> [INSTRUCTION]: Present the items below as a numbered list, skipping blank lines and leaving out the pictures.

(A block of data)
· · · · ·

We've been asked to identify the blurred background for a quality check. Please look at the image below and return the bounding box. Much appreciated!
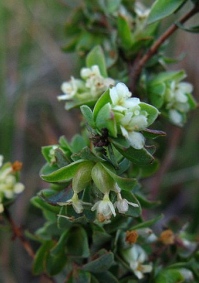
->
[0,0,199,283]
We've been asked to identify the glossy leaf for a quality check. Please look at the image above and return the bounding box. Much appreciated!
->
[41,160,89,182]
[95,103,117,137]
[139,102,159,127]
[113,140,154,166]
[66,226,90,258]
[86,45,107,77]
[175,23,199,33]
[32,241,54,275]
[80,105,94,127]
[117,15,133,49]
[155,269,184,283]
[93,90,111,120]
[147,0,187,24]
[82,252,114,273]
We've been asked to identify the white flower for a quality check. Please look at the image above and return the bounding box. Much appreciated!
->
[121,126,145,149]
[169,109,183,126]
[179,268,194,282]
[57,77,85,100]
[0,154,3,167]
[91,193,116,222]
[109,83,140,111]
[0,203,4,213]
[114,193,139,213]
[0,163,25,199]
[122,244,152,279]
[57,192,90,213]
[80,65,115,97]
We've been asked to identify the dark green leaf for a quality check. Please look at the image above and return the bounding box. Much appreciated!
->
[32,241,54,275]
[80,105,94,127]
[41,160,87,182]
[66,226,90,258]
[112,139,154,166]
[83,252,114,273]
[117,15,133,49]
[155,269,184,283]
[147,0,187,24]
[175,22,199,33]
[31,196,60,214]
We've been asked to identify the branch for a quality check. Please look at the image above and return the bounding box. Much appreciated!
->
[4,208,35,258]
[130,5,199,91]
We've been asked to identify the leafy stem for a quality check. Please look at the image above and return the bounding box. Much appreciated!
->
[130,5,199,91]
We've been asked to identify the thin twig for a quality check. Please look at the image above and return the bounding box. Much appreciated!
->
[130,5,199,91]
[4,208,35,258]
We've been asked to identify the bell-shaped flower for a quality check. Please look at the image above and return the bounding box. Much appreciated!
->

· · · · ·

> [COMPLETE OUTPUT]:
1. We've been asked to identify the blurred background for a quality check. Please look at the image below and return the bounding box. Much appreciated!
2. ->
3. [0,0,199,283]
4. We've been asked to identify the glossy leaf for a quality check. Please look at the image above and return the bounding box. Much appreciated!
5. ->
6. [41,160,89,182]
7. [95,103,117,137]
8. [139,102,159,127]
9. [113,140,154,166]
10. [66,226,90,258]
11. [86,45,107,77]
12. [175,23,199,33]
13. [32,241,54,275]
14. [80,105,94,127]
15. [117,15,133,49]
16. [155,269,184,283]
17. [93,90,111,120]
18. [147,0,187,24]
19. [82,252,114,273]
20. We've been asked to identify the white flower for a quality check. Please look at the image above and return the bounding box. Much appreciated!
21. ->
22. [121,126,145,149]
23. [169,109,183,126]
24. [179,268,194,282]
25. [57,77,85,100]
26. [0,154,3,167]
27. [91,193,116,222]
28. [109,83,140,111]
29. [0,203,4,213]
30. [114,193,139,213]
31. [0,163,25,199]
32. [122,244,152,279]
33. [57,192,90,213]
34. [80,65,115,97]
35. We've been asked to identify the dark green leaf for a quality check. Please look at the image above and return the bounding box. Much appreciated!
36. ->
37. [32,241,54,275]
38. [80,105,94,127]
39. [41,160,87,182]
40. [66,226,90,258]
41. [112,139,154,166]
42. [83,252,114,273]
43. [117,15,133,49]
44. [155,269,184,283]
45. [147,0,187,24]
46. [175,22,199,33]
47. [31,196,60,214]
48. We've been asked to identify the branch for a quality check. Please look at the image above and return the bounding box. Much appreciated!
49. ->
50. [4,208,35,258]
51. [130,5,199,91]
52. We've been asked to identify the leafy stem for a quality check. Please look at the image above and return the bounding box. Much appreciated!
53. ->
54. [130,5,199,91]
55. We've been asked to identify the thin twig for a quality check. Please look at the image above and return the bounding box. Much appreciated!
56. ->
57. [130,5,199,91]
58. [4,208,35,258]
59. We've been asked to identify the bell-shaped flower for a quality check. Please look at the image above and return the bounding box. Much appreciated!
60. ->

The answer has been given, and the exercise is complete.